— Start Page excerpt —

What Is English Breakfast Tea?

What is English breakfast tea, and what makes it different from other blends? Learn the answers in our guide for English breakfast tea lovers.

What is English breakfast tea

Not many cultures love their tea as much as the British. Their favorite blend is a black tea variety that can be enjoyed with milk, sweetener, or just on its own with hot water.

That tea is, of course, English breakfast tea. It can be found in kitchen cupboards throughout England and worldwide. But what is this tea, and how does it differ from other popular black teas? Read our quick guide to find out more.

Origins and Evolution of the Blend

English breakfast tea originated in the late 19th century when a Scottish teamaker called Robert Drysdale decided to create a strong tea that would pair perfectly with a hearty English breakfast. Tea drinkers enjoyed this drink and were given the moniker ‘breakfast tea.’ Perhaps it should be called Scottish Breakfast Tea instead, considering its history.

Reportedly, Queen Victoria tried the tea while visiting Balmoral in Scotland and was enamored with it. English breakfast tea does not have a set recipe, with variations on blends depending on the tea company. You might also be wondering, what is holy basil tea?

Ingredients of English Breakfast Tea

English Breakfast tea is usually a blend of black tea leaves that come from the Camellia Sinensis plant. Most of the time, it will have a combination of Assam, Kenyan, and Ceylon blends. Very high-quality or expensive versions of it may also include Keemun tea. 

The blend of black teas in English Breakfast usually comes from India and Sri Lanka. Of course, a blend might also contain leaves from other parts of the world, such as Africa, China, and Indonesia.

After you brew the tea, you can enhance the flavor profile of the breakfast tea blend by adding sugar or other sweeteners, milk, or cream. Traditionally this drink would also be enjoyed with a sweet snack.

— End Page excerpt —
— Start Stored data —

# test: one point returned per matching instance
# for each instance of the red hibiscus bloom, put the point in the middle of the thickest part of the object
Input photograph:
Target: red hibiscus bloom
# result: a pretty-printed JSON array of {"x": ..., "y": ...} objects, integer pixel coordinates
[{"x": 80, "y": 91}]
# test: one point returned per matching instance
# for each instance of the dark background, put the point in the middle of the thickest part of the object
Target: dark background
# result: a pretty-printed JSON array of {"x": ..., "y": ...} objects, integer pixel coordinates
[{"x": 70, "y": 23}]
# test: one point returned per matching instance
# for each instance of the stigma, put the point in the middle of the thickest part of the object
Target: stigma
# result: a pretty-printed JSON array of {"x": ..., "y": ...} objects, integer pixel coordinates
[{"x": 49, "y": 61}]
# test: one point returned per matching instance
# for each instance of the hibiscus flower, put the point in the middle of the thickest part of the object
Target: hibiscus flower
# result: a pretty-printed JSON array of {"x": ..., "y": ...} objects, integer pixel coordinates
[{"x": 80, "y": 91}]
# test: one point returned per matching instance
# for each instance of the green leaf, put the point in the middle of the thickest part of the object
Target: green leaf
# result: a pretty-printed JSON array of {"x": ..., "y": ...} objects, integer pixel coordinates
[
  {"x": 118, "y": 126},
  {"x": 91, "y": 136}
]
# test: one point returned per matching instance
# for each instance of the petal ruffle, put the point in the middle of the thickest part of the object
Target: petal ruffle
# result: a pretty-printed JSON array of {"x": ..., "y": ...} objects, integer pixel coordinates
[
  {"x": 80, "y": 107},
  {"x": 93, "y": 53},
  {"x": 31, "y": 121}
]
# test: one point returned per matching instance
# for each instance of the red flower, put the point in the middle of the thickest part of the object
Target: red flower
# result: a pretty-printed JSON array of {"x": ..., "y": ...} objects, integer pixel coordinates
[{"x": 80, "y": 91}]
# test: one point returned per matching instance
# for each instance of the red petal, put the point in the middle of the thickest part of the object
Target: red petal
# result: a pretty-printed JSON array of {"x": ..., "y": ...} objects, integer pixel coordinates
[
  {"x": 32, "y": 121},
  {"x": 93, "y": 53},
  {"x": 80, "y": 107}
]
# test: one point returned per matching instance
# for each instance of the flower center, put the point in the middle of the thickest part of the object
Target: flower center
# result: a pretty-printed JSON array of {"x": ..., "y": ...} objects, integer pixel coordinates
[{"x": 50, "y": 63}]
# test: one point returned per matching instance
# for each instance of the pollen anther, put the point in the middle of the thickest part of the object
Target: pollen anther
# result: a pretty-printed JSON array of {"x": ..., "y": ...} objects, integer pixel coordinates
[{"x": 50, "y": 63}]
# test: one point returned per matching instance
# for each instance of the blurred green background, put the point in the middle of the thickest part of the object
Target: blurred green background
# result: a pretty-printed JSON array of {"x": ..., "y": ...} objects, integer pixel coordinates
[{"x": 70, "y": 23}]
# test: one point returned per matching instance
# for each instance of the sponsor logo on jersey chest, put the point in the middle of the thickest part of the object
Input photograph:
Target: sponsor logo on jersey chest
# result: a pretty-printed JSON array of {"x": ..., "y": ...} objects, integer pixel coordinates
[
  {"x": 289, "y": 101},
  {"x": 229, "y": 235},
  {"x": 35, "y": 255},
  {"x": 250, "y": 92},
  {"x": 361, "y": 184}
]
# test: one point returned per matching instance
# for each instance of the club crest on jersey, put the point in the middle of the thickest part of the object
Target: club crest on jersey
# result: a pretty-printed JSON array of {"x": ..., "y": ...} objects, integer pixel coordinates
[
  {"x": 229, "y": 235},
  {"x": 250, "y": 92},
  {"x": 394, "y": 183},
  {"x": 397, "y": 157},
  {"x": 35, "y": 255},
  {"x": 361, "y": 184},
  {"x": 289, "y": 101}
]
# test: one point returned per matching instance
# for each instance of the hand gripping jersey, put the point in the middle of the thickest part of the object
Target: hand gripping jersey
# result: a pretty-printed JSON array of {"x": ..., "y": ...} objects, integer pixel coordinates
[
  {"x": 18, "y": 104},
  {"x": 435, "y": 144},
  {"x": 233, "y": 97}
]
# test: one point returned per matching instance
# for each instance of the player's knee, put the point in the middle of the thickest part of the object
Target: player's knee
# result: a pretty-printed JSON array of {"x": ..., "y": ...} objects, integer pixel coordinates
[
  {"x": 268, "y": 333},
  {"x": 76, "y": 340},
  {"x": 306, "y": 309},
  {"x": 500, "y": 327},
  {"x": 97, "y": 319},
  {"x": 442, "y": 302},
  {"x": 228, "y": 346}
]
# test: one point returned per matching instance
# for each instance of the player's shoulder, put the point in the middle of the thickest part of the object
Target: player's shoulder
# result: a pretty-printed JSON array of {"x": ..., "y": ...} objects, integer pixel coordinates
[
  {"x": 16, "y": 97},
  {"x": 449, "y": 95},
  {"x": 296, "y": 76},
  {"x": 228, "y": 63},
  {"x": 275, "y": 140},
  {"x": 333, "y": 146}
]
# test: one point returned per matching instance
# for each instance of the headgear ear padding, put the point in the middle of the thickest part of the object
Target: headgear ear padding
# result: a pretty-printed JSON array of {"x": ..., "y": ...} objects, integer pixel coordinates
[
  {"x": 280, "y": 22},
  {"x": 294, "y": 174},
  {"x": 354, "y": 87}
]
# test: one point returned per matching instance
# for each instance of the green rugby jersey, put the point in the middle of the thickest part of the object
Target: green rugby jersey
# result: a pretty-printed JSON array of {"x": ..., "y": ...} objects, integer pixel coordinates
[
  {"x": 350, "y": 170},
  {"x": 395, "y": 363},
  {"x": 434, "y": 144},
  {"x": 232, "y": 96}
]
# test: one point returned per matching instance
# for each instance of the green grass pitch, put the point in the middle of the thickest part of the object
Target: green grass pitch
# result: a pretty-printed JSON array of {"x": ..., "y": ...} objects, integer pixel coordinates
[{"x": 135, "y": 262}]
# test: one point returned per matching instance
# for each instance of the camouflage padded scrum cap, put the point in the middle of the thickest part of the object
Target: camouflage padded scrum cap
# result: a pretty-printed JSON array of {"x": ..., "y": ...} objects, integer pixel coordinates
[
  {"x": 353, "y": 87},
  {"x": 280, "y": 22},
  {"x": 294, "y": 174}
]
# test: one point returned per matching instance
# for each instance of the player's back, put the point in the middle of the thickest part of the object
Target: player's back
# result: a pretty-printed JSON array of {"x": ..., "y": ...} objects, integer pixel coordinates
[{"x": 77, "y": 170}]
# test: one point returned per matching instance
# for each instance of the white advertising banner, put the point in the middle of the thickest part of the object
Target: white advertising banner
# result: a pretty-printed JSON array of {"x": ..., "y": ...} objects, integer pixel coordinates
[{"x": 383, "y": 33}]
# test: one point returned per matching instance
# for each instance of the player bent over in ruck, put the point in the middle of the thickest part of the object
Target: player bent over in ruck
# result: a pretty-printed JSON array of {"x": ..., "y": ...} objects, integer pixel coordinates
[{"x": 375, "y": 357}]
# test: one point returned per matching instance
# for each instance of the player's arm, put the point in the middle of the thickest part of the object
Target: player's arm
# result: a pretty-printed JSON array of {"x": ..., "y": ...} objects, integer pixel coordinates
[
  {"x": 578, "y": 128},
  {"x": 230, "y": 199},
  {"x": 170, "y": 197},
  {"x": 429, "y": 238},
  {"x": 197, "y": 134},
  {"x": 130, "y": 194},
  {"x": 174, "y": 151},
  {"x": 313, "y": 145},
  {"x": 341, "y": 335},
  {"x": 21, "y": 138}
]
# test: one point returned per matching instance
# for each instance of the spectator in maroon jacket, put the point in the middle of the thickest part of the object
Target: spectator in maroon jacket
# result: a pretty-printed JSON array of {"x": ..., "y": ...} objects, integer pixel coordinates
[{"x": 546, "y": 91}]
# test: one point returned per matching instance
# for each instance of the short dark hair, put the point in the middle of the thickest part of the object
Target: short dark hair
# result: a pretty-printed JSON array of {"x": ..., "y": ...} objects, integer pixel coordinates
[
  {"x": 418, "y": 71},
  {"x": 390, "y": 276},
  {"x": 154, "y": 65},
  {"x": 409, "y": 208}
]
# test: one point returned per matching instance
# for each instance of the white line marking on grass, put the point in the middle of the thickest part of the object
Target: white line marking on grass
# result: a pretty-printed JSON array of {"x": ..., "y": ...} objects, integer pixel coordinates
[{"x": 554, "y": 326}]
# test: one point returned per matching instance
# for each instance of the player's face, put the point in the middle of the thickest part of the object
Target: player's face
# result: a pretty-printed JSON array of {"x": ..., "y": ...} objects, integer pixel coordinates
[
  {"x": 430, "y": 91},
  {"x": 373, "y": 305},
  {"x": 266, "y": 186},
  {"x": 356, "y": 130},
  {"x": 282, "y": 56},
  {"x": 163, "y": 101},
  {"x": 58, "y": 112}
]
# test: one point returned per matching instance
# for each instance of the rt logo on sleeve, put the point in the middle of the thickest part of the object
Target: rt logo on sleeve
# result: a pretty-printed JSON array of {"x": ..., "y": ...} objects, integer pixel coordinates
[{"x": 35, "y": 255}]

— End Stored data —

Task prompt -> Reproduce the English breakfast tea text from "English breakfast tea originated" to "holy basil tea?", changing "hearty" to "filling". These entries were taken from a separate source.

Result of this exercise ->
English breakfast tea originated in the late 19th century when a Scottish teamaker called Robert Drysdale decided to create a strong tea that would pair perfectly with a filling English breakfast. Tea drinkers enjoyed this drink and were given the moniker ‘breakfast tea.’ Perhaps it should be called Scottish Breakfast Tea instead, considering its history.

Reportedly, Queen Victoria tried the tea while visiting Balmoral in Scotland and was enamored with it. English breakfast tea does not have a set recipe, with variations on blends depending on the tea company. You might also be wondering, what is holy basil tea?